+++ Given entries

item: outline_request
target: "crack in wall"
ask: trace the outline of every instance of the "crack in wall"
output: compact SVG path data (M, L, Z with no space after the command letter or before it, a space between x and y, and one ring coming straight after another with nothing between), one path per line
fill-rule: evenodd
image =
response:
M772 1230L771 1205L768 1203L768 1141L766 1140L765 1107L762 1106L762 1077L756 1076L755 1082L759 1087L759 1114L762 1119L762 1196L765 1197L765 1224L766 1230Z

++++++

__What this task involves__. Convert the material above into a Markdown table with the columns "Row" and "Line", giving each non-blank line its own row numbered from 1.

__Completed exercise__.
| Row | Line |
|---|---|
| 1 | item: outline_request |
| 2 | target: "crack in wall" |
| 3 | ask: trace the outline of every instance of the "crack in wall" |
| 4 | output: compact SVG path data (M, L, Z with no space after the command letter or before it, a space between x and y, and one ring coming straight after another with nothing between), one path per line |
| 5 | fill-rule: evenodd |
| 6 | image = |
| 7 | response: |
| 8 | M772 1230L771 1205L768 1203L768 1141L766 1140L765 1107L762 1106L762 1077L756 1076L755 1082L759 1087L759 1114L762 1119L762 1196L765 1197L765 1224L766 1230Z |